Image-grounded pointing data:
-- Opening Marker --
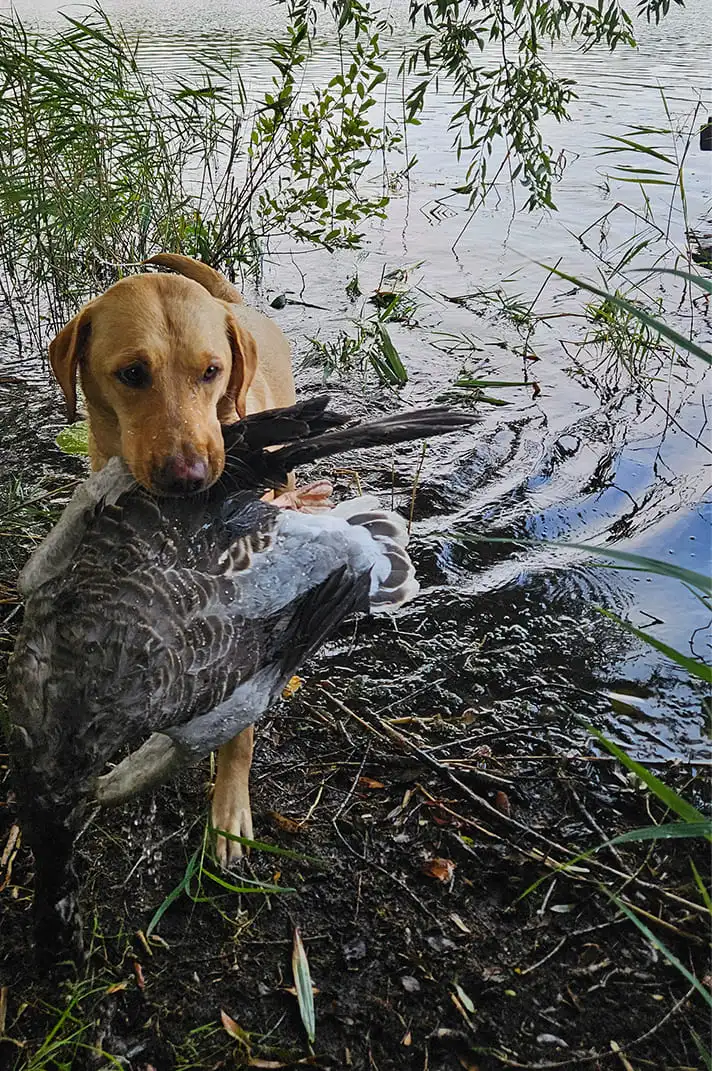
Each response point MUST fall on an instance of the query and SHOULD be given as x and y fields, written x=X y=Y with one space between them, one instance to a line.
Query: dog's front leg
x=230 y=808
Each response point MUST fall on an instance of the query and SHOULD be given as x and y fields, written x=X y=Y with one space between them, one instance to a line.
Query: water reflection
x=595 y=455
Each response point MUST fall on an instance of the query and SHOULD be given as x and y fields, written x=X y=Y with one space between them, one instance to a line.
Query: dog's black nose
x=181 y=474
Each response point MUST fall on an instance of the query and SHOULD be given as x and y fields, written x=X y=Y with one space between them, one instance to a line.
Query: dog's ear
x=244 y=364
x=65 y=351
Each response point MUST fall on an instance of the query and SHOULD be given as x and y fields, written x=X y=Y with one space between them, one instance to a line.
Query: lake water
x=591 y=456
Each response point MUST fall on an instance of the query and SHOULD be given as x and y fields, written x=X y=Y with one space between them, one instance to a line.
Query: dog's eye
x=135 y=375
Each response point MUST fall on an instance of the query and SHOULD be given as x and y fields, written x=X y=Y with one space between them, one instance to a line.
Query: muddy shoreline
x=412 y=971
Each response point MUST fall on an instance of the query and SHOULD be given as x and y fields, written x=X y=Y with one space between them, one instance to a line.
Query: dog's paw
x=312 y=498
x=232 y=816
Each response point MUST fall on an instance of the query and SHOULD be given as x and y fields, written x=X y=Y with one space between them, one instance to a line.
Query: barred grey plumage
x=182 y=618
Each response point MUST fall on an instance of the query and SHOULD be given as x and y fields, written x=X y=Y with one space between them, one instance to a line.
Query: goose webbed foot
x=309 y=498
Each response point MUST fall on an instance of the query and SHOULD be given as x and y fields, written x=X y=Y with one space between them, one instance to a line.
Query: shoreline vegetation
x=476 y=887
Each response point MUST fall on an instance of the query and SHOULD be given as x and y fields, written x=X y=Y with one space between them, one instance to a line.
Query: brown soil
x=412 y=971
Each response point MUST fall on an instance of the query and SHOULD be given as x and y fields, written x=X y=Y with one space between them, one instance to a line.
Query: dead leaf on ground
x=300 y=968
x=292 y=687
x=288 y=825
x=440 y=869
x=233 y=1028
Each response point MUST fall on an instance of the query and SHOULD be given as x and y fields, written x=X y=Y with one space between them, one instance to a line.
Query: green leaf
x=482 y=383
x=175 y=893
x=247 y=885
x=671 y=830
x=263 y=846
x=702 y=888
x=303 y=985
x=657 y=944
x=74 y=439
x=639 y=561
x=393 y=363
x=667 y=796
x=703 y=284
x=703 y=1051
x=695 y=668
x=650 y=321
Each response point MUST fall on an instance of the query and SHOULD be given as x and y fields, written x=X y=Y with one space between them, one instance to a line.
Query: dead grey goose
x=178 y=622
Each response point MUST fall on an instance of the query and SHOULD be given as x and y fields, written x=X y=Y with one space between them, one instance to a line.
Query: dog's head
x=162 y=364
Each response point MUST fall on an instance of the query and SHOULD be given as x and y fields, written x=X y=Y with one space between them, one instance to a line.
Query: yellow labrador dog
x=164 y=360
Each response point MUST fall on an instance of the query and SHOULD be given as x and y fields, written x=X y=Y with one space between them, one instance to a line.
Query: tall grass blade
x=694 y=667
x=247 y=885
x=700 y=281
x=663 y=949
x=650 y=321
x=667 y=796
x=263 y=846
x=638 y=562
x=702 y=888
x=175 y=893
x=706 y=1056
x=668 y=831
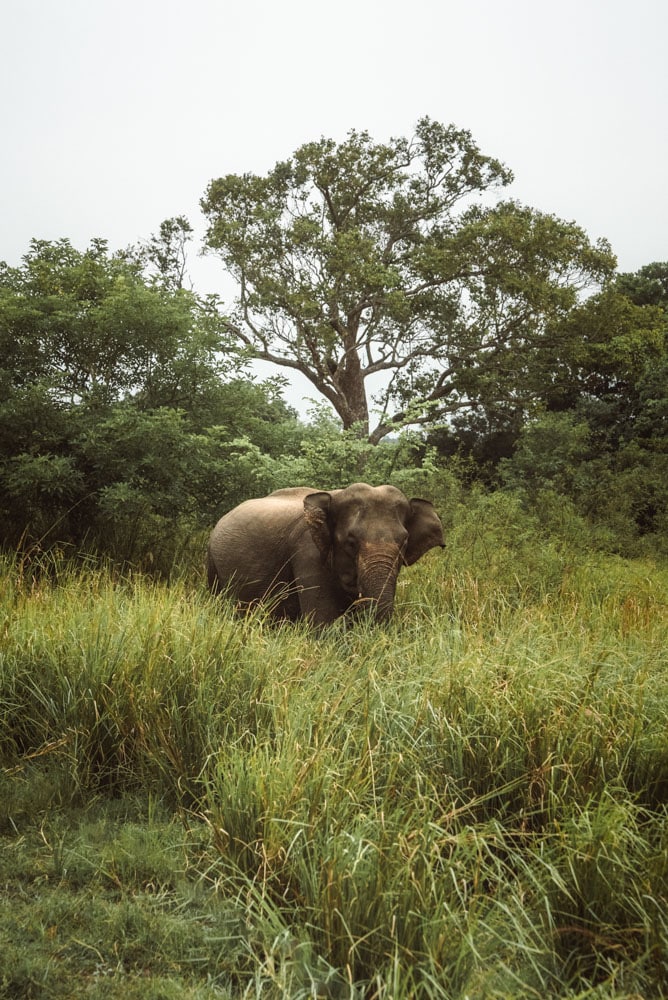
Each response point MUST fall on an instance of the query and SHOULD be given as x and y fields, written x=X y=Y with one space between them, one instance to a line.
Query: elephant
x=314 y=554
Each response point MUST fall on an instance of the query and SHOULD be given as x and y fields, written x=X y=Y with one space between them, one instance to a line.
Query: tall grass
x=469 y=802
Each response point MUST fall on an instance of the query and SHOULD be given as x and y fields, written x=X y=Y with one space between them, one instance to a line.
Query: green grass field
x=470 y=802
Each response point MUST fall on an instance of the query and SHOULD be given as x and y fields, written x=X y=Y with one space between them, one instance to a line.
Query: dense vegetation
x=470 y=802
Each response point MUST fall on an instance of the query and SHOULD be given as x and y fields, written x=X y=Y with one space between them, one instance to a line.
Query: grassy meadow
x=469 y=802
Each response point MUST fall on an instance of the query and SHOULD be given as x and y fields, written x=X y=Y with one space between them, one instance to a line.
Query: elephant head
x=366 y=534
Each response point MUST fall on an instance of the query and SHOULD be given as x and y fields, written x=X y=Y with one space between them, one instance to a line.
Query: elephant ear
x=316 y=515
x=425 y=530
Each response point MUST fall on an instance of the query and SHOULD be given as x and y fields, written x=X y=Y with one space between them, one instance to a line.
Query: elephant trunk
x=377 y=575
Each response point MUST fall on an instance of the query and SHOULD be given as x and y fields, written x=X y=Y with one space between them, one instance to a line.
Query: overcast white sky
x=115 y=114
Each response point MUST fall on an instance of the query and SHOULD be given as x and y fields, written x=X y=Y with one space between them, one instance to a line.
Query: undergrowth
x=468 y=802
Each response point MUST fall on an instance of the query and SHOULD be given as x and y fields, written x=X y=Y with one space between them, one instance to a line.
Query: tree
x=119 y=422
x=363 y=261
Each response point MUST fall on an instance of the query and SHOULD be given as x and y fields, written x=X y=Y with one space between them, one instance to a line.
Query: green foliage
x=120 y=427
x=360 y=258
x=473 y=806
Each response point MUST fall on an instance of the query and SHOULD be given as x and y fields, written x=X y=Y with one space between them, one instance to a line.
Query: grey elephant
x=316 y=553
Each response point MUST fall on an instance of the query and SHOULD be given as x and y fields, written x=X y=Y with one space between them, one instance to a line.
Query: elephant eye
x=350 y=544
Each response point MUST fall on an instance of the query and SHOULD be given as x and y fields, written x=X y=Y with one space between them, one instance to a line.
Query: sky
x=116 y=114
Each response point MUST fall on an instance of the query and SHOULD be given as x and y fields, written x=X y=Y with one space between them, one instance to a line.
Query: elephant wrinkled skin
x=315 y=553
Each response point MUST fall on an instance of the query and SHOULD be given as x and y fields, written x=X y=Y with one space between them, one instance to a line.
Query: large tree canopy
x=359 y=260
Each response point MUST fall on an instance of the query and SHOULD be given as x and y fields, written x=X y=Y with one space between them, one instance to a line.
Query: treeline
x=129 y=421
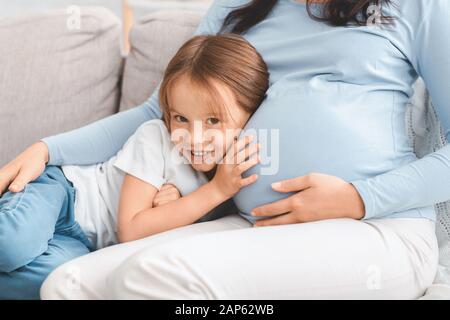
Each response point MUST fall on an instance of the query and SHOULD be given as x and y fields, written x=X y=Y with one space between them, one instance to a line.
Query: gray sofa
x=54 y=78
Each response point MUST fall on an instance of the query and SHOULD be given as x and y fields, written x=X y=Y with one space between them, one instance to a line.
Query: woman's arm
x=424 y=182
x=102 y=139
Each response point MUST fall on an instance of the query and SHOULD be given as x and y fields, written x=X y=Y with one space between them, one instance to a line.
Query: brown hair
x=336 y=13
x=227 y=58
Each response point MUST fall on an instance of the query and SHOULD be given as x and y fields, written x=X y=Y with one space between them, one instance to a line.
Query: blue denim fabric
x=38 y=232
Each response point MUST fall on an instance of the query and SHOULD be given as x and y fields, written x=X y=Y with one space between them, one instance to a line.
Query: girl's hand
x=26 y=167
x=319 y=197
x=240 y=157
x=167 y=194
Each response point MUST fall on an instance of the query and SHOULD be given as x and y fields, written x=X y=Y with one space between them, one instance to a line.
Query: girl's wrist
x=216 y=192
x=358 y=203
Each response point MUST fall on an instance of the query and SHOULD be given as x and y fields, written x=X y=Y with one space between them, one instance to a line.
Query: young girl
x=210 y=89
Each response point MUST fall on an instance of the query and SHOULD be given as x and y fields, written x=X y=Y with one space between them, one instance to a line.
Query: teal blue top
x=337 y=96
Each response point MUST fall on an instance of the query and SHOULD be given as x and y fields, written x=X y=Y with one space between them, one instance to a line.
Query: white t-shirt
x=148 y=155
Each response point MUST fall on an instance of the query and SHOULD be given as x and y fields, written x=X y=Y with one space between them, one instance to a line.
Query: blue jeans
x=38 y=233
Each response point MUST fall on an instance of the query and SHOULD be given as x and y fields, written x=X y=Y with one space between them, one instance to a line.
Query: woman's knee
x=164 y=272
x=14 y=251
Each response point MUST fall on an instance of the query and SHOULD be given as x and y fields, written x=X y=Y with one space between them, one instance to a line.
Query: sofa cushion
x=154 y=41
x=55 y=76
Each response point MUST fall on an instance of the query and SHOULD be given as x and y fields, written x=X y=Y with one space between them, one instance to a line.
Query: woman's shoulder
x=154 y=129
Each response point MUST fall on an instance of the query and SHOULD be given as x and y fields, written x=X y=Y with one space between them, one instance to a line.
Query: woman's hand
x=26 y=167
x=318 y=197
x=240 y=157
x=167 y=193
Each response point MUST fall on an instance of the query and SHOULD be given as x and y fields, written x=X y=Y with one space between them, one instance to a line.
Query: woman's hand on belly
x=318 y=197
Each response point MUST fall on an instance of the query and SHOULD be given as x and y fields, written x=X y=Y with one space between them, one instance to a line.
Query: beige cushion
x=154 y=41
x=53 y=79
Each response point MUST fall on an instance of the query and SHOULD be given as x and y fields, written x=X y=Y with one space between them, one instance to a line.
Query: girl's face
x=202 y=136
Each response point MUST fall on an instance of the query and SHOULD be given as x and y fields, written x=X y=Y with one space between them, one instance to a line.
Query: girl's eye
x=180 y=118
x=212 y=121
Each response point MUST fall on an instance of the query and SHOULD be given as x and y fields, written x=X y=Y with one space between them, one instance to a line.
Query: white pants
x=228 y=259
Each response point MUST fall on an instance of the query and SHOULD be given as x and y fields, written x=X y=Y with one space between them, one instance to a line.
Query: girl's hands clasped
x=166 y=194
x=240 y=157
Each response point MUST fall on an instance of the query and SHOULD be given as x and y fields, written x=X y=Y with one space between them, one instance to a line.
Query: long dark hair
x=333 y=12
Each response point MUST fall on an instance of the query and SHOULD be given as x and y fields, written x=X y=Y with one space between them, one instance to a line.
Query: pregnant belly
x=300 y=134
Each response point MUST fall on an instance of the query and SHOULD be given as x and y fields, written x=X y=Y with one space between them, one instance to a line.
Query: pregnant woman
x=350 y=207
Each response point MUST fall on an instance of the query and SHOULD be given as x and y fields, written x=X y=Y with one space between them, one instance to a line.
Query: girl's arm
x=102 y=139
x=424 y=182
x=138 y=218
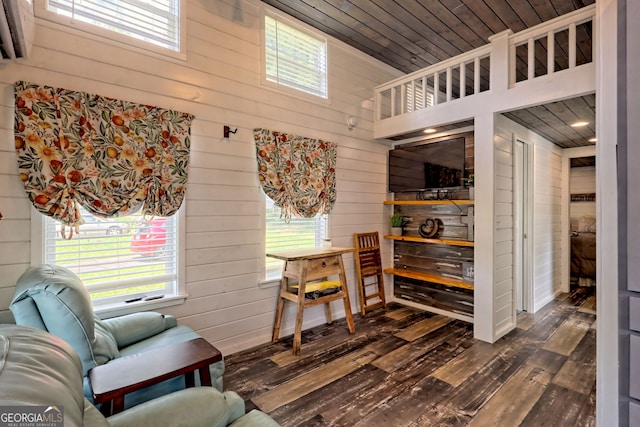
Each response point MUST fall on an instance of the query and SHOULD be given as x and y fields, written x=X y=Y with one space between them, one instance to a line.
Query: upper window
x=298 y=233
x=158 y=22
x=295 y=59
x=122 y=259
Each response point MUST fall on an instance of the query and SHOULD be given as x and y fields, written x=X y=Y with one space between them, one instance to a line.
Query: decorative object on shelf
x=586 y=197
x=468 y=182
x=351 y=122
x=469 y=220
x=326 y=244
x=431 y=228
x=397 y=222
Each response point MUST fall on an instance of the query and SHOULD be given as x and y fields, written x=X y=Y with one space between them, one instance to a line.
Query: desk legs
x=280 y=308
x=301 y=304
x=345 y=298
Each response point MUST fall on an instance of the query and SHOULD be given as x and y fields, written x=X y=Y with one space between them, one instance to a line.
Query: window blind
x=295 y=59
x=118 y=258
x=298 y=233
x=154 y=21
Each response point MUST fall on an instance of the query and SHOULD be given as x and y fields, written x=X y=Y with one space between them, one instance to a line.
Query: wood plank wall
x=547 y=221
x=220 y=84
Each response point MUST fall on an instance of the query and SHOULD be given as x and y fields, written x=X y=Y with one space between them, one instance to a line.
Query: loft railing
x=552 y=46
x=561 y=43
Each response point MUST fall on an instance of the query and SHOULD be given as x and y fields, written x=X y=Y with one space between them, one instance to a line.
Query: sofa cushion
x=132 y=328
x=39 y=369
x=54 y=299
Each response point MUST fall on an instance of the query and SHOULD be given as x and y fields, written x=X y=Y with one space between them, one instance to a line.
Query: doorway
x=522 y=211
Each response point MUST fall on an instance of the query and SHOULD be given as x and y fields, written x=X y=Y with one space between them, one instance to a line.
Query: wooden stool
x=305 y=266
x=369 y=265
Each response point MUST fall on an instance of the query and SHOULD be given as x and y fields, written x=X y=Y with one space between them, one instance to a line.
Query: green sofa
x=40 y=370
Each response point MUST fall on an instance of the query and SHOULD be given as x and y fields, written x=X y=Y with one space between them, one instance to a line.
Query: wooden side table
x=111 y=381
x=303 y=266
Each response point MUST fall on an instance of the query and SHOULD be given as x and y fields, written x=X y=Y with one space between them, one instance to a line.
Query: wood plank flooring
x=404 y=367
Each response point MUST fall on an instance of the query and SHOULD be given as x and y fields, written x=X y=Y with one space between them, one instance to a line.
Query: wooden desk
x=111 y=381
x=304 y=266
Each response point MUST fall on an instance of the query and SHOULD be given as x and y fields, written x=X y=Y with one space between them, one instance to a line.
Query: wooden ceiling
x=412 y=34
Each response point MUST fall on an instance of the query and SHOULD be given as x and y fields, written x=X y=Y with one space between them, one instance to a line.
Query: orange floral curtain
x=297 y=173
x=112 y=157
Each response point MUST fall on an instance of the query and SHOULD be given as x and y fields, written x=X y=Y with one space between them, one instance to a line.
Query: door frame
x=565 y=226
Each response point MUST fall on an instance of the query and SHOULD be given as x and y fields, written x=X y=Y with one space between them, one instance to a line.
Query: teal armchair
x=53 y=299
x=40 y=370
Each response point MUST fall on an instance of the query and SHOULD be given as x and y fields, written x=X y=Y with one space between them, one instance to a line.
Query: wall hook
x=227 y=131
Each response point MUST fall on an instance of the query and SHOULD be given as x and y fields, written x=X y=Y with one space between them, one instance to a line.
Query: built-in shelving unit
x=429 y=202
x=432 y=273
x=433 y=241
x=428 y=277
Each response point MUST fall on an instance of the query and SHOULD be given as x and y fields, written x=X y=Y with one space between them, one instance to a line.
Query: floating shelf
x=434 y=241
x=429 y=202
x=433 y=278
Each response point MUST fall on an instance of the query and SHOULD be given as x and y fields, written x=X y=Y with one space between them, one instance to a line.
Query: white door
x=522 y=219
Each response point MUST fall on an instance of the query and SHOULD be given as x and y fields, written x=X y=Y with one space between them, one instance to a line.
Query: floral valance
x=112 y=157
x=297 y=173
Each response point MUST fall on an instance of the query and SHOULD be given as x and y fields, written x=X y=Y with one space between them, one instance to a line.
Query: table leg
x=118 y=405
x=189 y=380
x=107 y=408
x=327 y=313
x=205 y=376
x=280 y=306
x=347 y=303
x=302 y=288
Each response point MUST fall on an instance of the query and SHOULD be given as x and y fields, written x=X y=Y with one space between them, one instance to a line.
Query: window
x=158 y=22
x=415 y=97
x=118 y=259
x=299 y=233
x=295 y=59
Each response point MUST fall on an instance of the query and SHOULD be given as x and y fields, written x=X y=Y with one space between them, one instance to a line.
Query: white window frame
x=116 y=38
x=171 y=297
x=308 y=31
x=273 y=274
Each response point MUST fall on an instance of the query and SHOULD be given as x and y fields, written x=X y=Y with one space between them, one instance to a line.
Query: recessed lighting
x=579 y=124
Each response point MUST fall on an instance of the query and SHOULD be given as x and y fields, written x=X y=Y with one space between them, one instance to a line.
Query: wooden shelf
x=434 y=241
x=455 y=315
x=429 y=202
x=433 y=278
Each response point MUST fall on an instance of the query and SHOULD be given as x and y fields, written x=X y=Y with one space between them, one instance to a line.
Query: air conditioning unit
x=17 y=27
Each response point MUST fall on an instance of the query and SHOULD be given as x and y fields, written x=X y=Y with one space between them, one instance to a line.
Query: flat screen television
x=427 y=166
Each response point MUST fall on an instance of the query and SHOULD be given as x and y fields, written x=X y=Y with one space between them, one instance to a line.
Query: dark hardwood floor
x=405 y=367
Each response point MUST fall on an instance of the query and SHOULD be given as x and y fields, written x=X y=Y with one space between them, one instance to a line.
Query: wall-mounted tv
-- Closing Marker --
→ **DIRECTIONS**: Copy exactly, please, the span of lines that begins at the line with "Query: wooden shelf" and ends at the last line of the data, both included.

→ **SOLUTION BELOW**:
Query: wooden shelf
x=434 y=241
x=455 y=315
x=429 y=202
x=433 y=278
Each response point MUST fall on an instance of the query and SHOULD be given as x and y fields, written x=X y=Y with one space between them, one instance to a line.
Query: air conditioning unit
x=17 y=27
Each response point MUST fall on an instance of the query and SHOULD be given as x and y fields, written x=X y=Y with one space between them, one instance to a line.
Query: flat screen television
x=427 y=166
Each response point MUST fall on an instance of the query and SHOULD be given as x and y fields, written x=X y=Y with one space between them, one instance to a line.
Query: dark hardwood floor
x=405 y=367
Each response point MUST fall on an instance of the query and SHOULD be given as x and y fields, written x=X y=Y with one space between them, one instance to a line.
Query: wall-mounted tv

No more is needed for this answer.